* **INFORMATION GIVEN**:
--- begin ---

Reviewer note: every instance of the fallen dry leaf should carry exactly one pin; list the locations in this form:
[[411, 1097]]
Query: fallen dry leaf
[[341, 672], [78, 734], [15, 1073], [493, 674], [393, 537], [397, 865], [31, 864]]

--- end ---
--- begin ---

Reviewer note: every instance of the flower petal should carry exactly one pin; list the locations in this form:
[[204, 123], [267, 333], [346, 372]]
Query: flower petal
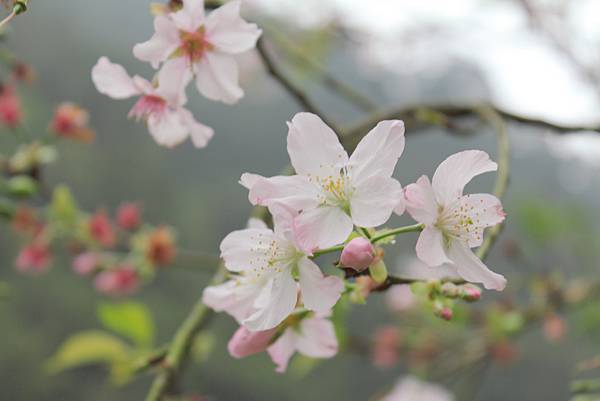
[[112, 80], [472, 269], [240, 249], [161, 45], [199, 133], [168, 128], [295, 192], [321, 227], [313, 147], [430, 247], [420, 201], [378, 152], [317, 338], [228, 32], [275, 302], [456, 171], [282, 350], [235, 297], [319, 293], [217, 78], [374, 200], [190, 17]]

--- end ---
--- begin ---

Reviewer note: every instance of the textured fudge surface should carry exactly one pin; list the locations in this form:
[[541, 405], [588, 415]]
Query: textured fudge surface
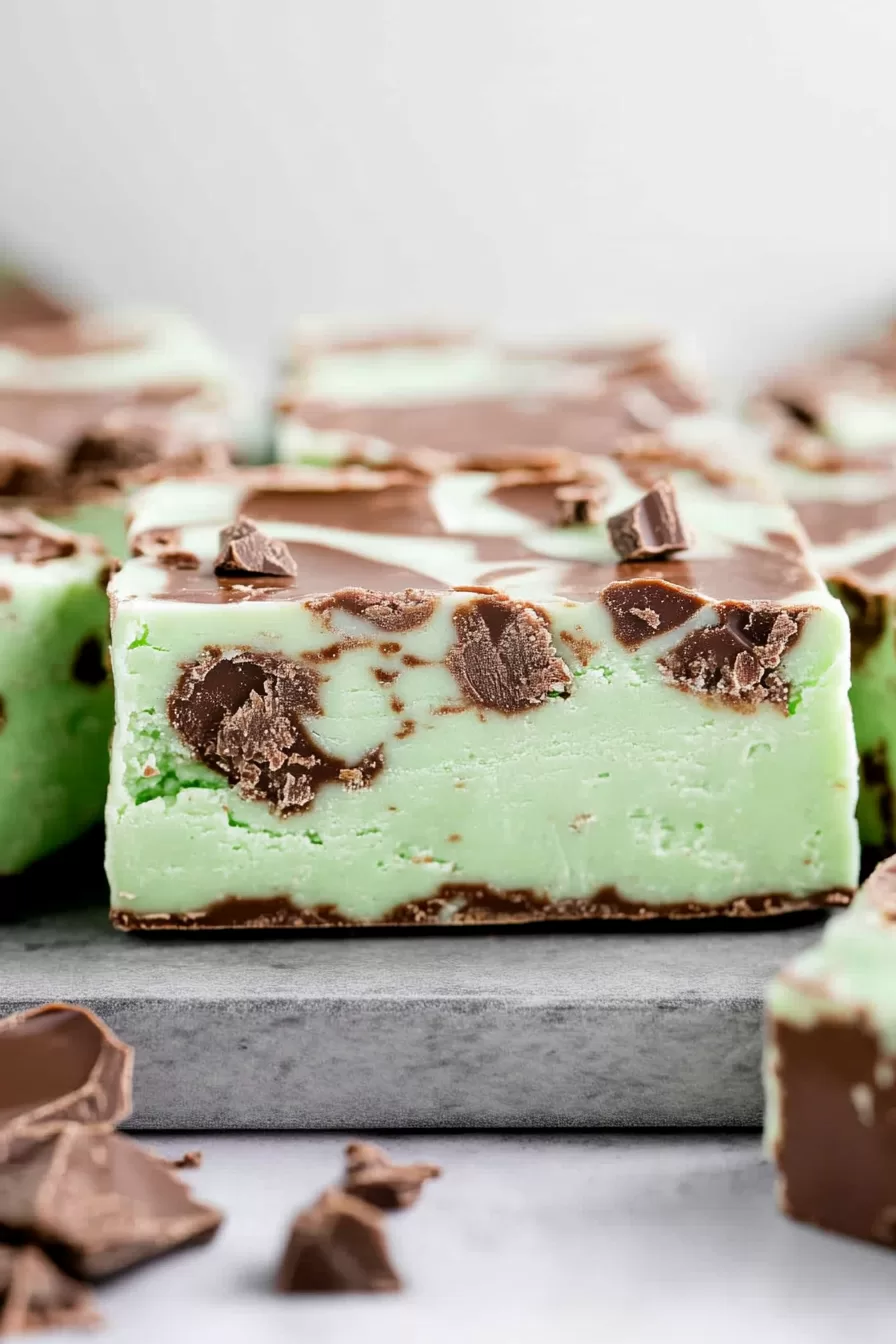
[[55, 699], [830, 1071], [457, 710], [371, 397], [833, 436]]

--- end ---

* **YOUR INSTRUCTIONS**: Quote verbatim the data running from the line that contains "Reviewer note: every instance of the fallen" through the line that contains "865], [31, 864]]", with both of those lines included.

* **EXERCISE RESULT**:
Reviewer note: every instance of the fallen dry leaf should carry exactly one pin; list the locations in this form:
[[411, 1097]]
Query: fallen dry leaf
[[341, 672], [78, 734], [15, 1073], [493, 674], [393, 537], [397, 865], [31, 864]]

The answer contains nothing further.